* begin AVAILABLE RECORDS *
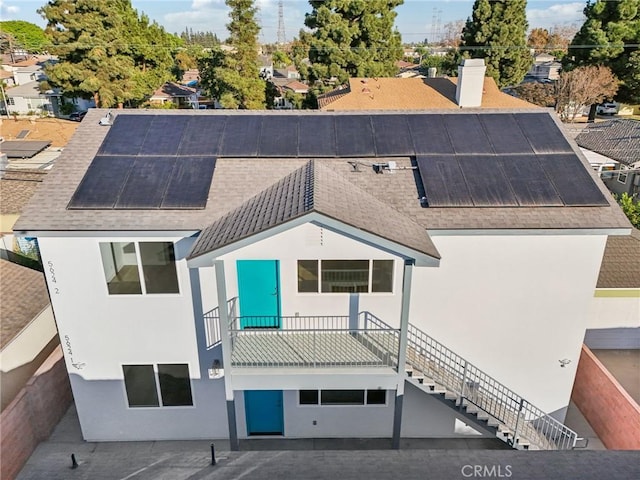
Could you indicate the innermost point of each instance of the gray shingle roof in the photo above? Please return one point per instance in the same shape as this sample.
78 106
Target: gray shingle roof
618 139
47 211
314 187
621 262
* end AVAILABLE RECORDS *
> _WHAT YOU WILL DO_: Format every line of the records above as a numbered list, skipping any blank lines. Leave the pictures out.

> _WRITTEN REPLY_:
1. Could you indicate the innermost point of each instance of the gray shingle roof in the photo above? Please return one point per instance in the same shape as this sample.
2. 78 106
3. Target: gray shingle roof
4. 618 139
5. 47 211
6. 314 187
7. 621 262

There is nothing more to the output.